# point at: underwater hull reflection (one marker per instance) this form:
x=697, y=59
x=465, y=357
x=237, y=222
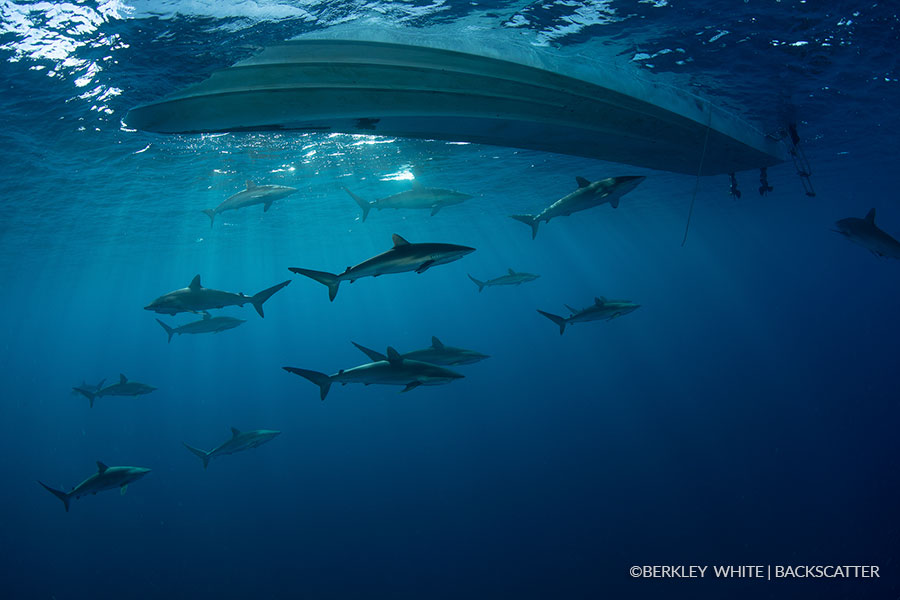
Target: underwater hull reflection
x=389, y=89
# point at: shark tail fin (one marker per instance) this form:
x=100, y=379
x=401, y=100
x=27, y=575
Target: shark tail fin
x=320, y=379
x=58, y=493
x=373, y=355
x=258, y=299
x=528, y=220
x=168, y=329
x=556, y=319
x=202, y=454
x=330, y=280
x=363, y=205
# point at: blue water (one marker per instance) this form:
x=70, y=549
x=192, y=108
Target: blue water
x=745, y=414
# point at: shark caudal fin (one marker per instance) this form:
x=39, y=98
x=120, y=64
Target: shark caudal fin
x=330, y=280
x=556, y=319
x=59, y=494
x=201, y=454
x=258, y=299
x=363, y=205
x=320, y=379
x=168, y=329
x=528, y=220
x=373, y=355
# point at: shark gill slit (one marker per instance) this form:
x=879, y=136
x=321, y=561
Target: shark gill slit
x=687, y=225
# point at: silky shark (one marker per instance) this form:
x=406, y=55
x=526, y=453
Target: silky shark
x=401, y=258
x=123, y=388
x=436, y=354
x=418, y=197
x=106, y=478
x=865, y=233
x=601, y=309
x=253, y=194
x=240, y=440
x=394, y=370
x=196, y=298
x=588, y=195
x=207, y=324
x=511, y=278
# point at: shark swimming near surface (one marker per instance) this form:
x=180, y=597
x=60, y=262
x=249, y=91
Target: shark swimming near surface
x=106, y=478
x=868, y=235
x=123, y=388
x=196, y=298
x=588, y=195
x=601, y=309
x=240, y=441
x=207, y=324
x=511, y=278
x=420, y=197
x=436, y=354
x=394, y=370
x=403, y=257
x=252, y=195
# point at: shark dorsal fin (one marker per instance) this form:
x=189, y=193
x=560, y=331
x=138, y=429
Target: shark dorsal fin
x=393, y=355
x=870, y=217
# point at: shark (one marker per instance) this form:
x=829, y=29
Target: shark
x=588, y=195
x=511, y=278
x=601, y=309
x=196, y=298
x=436, y=354
x=123, y=388
x=207, y=324
x=418, y=197
x=240, y=441
x=253, y=194
x=403, y=257
x=394, y=370
x=106, y=478
x=865, y=233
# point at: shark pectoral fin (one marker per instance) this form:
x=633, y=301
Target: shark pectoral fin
x=424, y=266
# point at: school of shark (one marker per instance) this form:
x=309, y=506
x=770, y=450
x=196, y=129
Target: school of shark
x=437, y=363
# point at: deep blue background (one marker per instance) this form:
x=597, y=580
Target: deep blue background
x=746, y=414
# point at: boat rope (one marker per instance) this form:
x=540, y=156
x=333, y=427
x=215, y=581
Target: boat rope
x=764, y=187
x=800, y=162
x=687, y=225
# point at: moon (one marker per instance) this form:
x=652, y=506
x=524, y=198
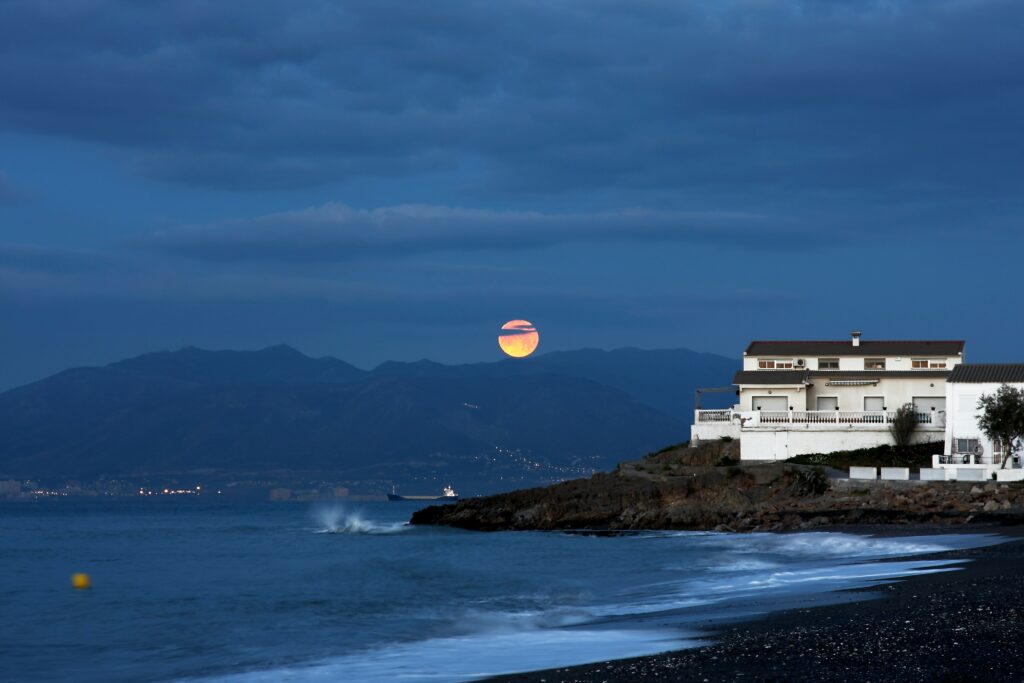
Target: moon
x=518, y=338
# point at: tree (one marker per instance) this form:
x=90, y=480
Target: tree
x=1003, y=418
x=903, y=424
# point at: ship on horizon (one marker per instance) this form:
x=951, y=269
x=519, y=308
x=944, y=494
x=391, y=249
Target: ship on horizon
x=446, y=495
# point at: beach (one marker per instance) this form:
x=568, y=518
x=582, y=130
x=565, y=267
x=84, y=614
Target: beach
x=950, y=626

○ ○ ○ ○ ○ ○ ○

Could you retype, character for character, the part of the listing above that opens with the line containing "# point at: school" and closes with the line containing "x=746, y=414", including both of those lines?

# point at: school of shark (one marker per instance) this form:
x=309, y=506
x=770, y=450
x=196, y=129
Target: school of shark
x=437, y=363
# point at: deep blue background (one marker per instance) this form:
x=597, y=580
Target: deep blue background
x=746, y=414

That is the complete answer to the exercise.